> _Directions_: Search the data for the string "fallen" and copy each line where it turns up.

> _Data under study_:
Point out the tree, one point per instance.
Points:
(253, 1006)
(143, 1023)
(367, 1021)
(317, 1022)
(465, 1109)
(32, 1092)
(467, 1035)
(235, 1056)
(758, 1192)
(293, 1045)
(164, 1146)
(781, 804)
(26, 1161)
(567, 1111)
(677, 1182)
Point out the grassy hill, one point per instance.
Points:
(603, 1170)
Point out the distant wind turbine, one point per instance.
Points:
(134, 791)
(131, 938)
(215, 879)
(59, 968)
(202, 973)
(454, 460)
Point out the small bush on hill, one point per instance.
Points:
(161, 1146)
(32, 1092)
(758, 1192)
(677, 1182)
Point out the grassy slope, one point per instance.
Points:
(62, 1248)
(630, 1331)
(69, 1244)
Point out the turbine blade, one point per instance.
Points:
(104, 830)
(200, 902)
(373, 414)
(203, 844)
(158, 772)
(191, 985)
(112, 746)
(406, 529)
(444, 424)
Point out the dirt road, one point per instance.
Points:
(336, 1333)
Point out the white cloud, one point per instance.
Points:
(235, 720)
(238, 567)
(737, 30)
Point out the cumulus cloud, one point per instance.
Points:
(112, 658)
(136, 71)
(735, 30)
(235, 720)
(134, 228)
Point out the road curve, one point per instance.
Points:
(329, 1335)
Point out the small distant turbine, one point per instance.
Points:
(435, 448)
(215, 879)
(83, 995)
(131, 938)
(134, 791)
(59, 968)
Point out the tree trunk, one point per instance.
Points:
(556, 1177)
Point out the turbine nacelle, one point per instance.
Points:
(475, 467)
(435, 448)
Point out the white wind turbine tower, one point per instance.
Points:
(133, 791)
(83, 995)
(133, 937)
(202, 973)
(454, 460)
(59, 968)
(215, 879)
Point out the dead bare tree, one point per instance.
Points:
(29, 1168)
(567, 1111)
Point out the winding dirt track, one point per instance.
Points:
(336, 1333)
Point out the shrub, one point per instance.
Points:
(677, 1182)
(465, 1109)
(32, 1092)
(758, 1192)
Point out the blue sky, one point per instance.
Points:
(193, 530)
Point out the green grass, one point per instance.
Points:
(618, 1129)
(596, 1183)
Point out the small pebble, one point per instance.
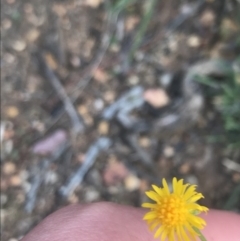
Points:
(73, 199)
(98, 104)
(6, 24)
(26, 186)
(103, 128)
(109, 96)
(132, 183)
(19, 45)
(101, 76)
(156, 97)
(32, 35)
(165, 80)
(208, 17)
(168, 151)
(75, 61)
(12, 111)
(15, 181)
(9, 58)
(9, 168)
(133, 80)
(144, 142)
(50, 177)
(194, 41)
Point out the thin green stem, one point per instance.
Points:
(200, 235)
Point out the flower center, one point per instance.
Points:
(172, 211)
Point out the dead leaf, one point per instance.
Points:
(156, 97)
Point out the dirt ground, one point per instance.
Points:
(74, 94)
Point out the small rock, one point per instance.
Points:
(132, 183)
(91, 195)
(28, 8)
(207, 18)
(9, 58)
(6, 24)
(185, 168)
(60, 10)
(165, 80)
(131, 22)
(9, 168)
(82, 110)
(15, 181)
(32, 35)
(24, 175)
(115, 172)
(19, 45)
(50, 143)
(26, 186)
(20, 198)
(51, 61)
(12, 111)
(156, 97)
(168, 151)
(93, 3)
(109, 96)
(133, 80)
(101, 76)
(103, 128)
(194, 41)
(144, 142)
(50, 177)
(98, 104)
(75, 61)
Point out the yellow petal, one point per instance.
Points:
(175, 186)
(153, 226)
(189, 192)
(152, 195)
(158, 232)
(157, 190)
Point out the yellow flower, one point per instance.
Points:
(174, 215)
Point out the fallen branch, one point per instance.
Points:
(39, 176)
(69, 108)
(101, 144)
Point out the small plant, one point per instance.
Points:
(227, 102)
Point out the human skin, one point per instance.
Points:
(113, 222)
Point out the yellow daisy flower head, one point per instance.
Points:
(174, 215)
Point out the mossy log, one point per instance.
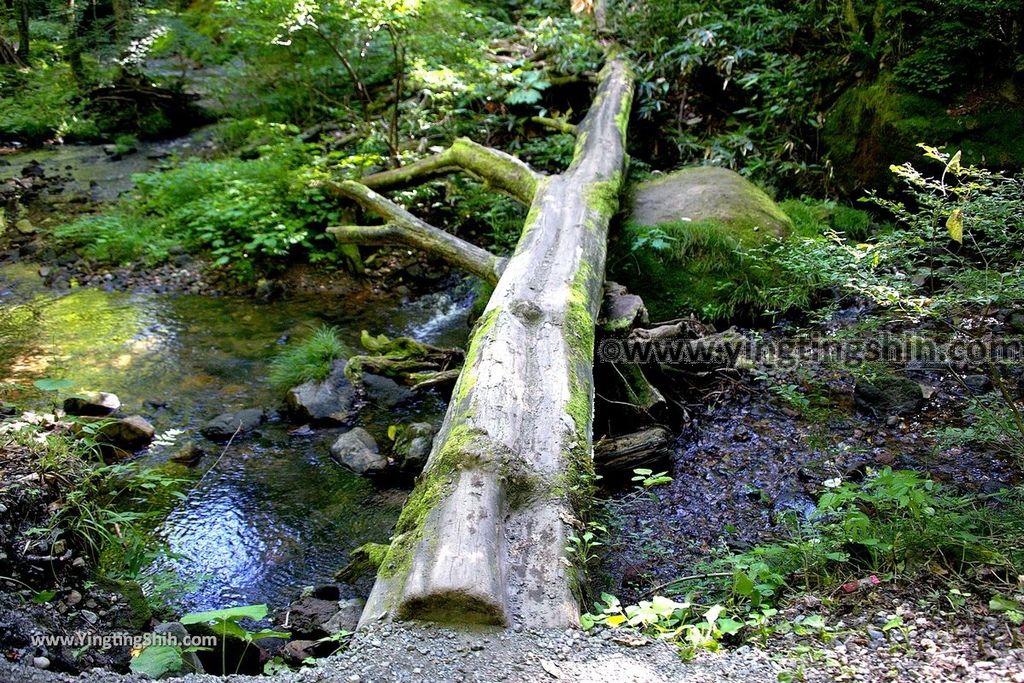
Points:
(483, 535)
(621, 455)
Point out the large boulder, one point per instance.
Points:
(121, 436)
(331, 401)
(357, 451)
(684, 243)
(224, 426)
(709, 193)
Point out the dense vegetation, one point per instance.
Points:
(891, 135)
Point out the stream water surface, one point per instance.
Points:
(273, 512)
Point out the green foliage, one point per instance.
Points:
(914, 267)
(225, 623)
(308, 361)
(111, 510)
(723, 83)
(990, 421)
(702, 267)
(894, 522)
(158, 660)
(250, 216)
(40, 103)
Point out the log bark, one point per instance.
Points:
(482, 538)
(617, 455)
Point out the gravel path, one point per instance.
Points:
(396, 653)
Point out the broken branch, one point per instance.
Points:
(406, 229)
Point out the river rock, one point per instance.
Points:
(978, 383)
(330, 401)
(889, 395)
(308, 617)
(621, 311)
(224, 426)
(126, 434)
(347, 616)
(94, 403)
(357, 451)
(706, 218)
(385, 392)
(412, 446)
(188, 455)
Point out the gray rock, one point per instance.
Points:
(94, 403)
(309, 616)
(704, 193)
(330, 401)
(357, 451)
(131, 433)
(978, 383)
(224, 426)
(385, 392)
(189, 454)
(889, 395)
(347, 616)
(412, 446)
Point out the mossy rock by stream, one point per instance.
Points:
(685, 241)
(873, 126)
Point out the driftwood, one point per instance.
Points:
(617, 455)
(483, 535)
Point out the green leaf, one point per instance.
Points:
(157, 660)
(741, 585)
(268, 633)
(954, 225)
(729, 626)
(814, 622)
(43, 596)
(713, 613)
(1001, 604)
(227, 614)
(50, 384)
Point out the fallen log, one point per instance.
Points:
(482, 537)
(616, 455)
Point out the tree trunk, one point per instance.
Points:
(483, 536)
(23, 30)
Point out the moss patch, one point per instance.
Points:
(873, 126)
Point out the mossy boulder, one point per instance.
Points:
(871, 127)
(685, 246)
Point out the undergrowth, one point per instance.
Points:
(309, 360)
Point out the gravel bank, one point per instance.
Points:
(396, 653)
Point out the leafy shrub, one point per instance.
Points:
(117, 238)
(309, 361)
(249, 215)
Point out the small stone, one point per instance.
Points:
(357, 451)
(226, 425)
(92, 403)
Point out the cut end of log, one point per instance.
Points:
(454, 607)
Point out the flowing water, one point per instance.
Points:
(274, 513)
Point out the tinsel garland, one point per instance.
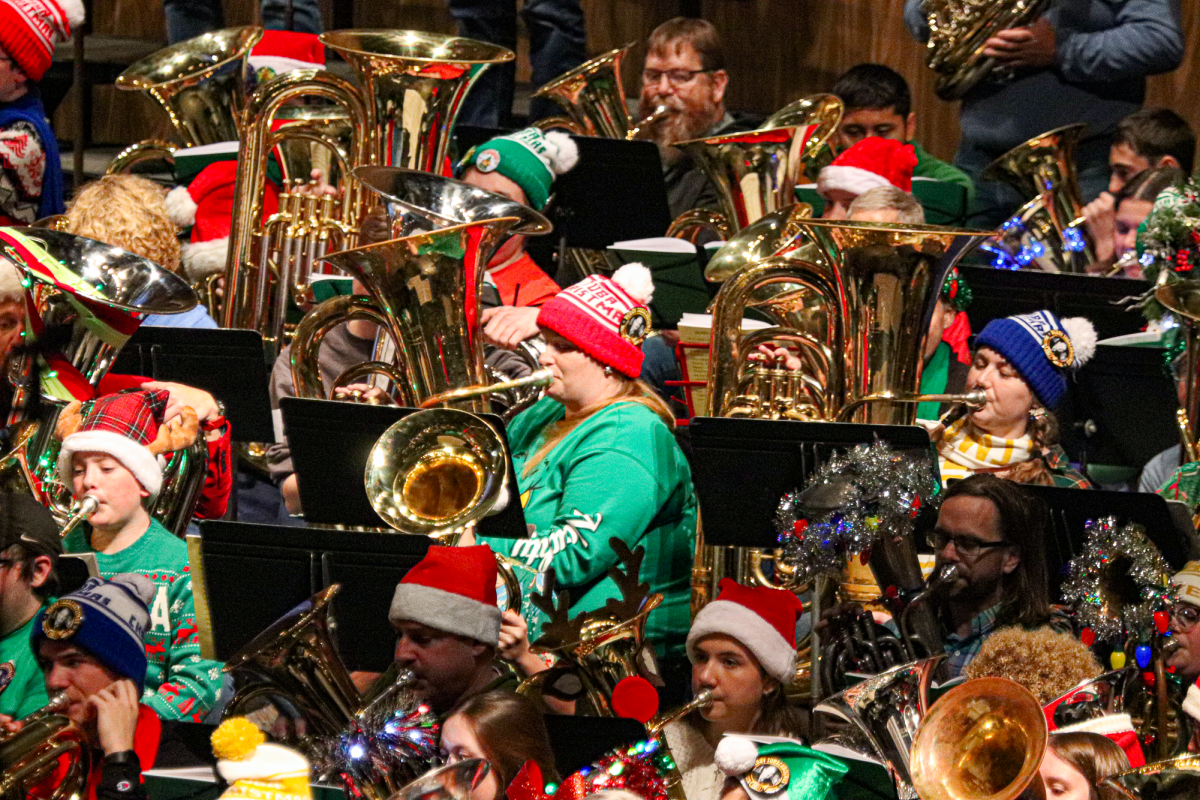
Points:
(849, 503)
(1117, 583)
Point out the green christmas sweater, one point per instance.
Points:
(618, 474)
(180, 685)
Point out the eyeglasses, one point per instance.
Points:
(675, 77)
(1186, 615)
(967, 546)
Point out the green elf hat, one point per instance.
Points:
(773, 768)
(531, 158)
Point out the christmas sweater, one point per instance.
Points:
(618, 474)
(179, 685)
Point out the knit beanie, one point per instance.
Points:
(606, 318)
(868, 164)
(106, 618)
(29, 30)
(255, 768)
(762, 619)
(1043, 348)
(531, 158)
(778, 770)
(451, 589)
(121, 425)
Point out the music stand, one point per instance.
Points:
(227, 364)
(1003, 293)
(283, 566)
(1071, 510)
(743, 467)
(330, 477)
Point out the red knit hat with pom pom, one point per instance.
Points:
(606, 318)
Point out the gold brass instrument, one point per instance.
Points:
(201, 83)
(48, 744)
(887, 710)
(958, 31)
(1175, 777)
(1047, 233)
(84, 299)
(982, 740)
(401, 113)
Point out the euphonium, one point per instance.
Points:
(201, 83)
(48, 744)
(84, 300)
(411, 88)
(982, 740)
(958, 31)
(1047, 232)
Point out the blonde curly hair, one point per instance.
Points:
(1045, 662)
(130, 212)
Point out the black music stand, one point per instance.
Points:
(330, 443)
(227, 364)
(1003, 293)
(252, 575)
(743, 467)
(1168, 524)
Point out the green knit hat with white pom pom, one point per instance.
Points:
(531, 158)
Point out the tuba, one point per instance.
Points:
(958, 31)
(201, 83)
(409, 89)
(48, 745)
(84, 299)
(983, 740)
(1047, 233)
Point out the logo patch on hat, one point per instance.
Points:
(1059, 349)
(769, 775)
(635, 325)
(63, 619)
(487, 161)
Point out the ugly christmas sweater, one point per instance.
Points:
(618, 474)
(179, 685)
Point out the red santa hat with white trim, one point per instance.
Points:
(29, 30)
(762, 619)
(868, 164)
(451, 589)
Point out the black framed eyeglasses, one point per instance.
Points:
(967, 546)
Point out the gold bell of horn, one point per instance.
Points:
(982, 740)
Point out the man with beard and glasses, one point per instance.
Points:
(685, 72)
(993, 531)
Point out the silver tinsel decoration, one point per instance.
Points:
(851, 500)
(1117, 582)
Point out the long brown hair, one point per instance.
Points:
(510, 731)
(631, 391)
(1092, 756)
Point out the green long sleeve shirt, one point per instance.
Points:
(179, 685)
(618, 474)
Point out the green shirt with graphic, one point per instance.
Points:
(180, 685)
(618, 474)
(22, 687)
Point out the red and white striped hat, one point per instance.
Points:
(606, 318)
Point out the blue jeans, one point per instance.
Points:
(557, 43)
(191, 18)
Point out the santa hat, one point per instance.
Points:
(1043, 348)
(606, 318)
(207, 205)
(869, 164)
(762, 619)
(255, 768)
(531, 158)
(29, 30)
(121, 425)
(285, 50)
(451, 589)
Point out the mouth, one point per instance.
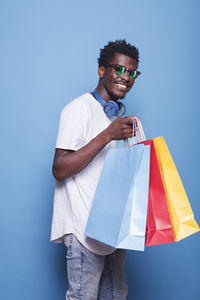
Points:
(122, 86)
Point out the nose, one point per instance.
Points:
(125, 76)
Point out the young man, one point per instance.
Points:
(86, 132)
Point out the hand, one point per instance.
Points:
(121, 128)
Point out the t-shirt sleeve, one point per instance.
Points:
(72, 127)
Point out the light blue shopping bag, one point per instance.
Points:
(119, 210)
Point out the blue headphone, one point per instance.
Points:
(111, 108)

> _Response for this exercise_:
Point out the fallen branch, one point per instance.
Point out the fallen log, one point per instance.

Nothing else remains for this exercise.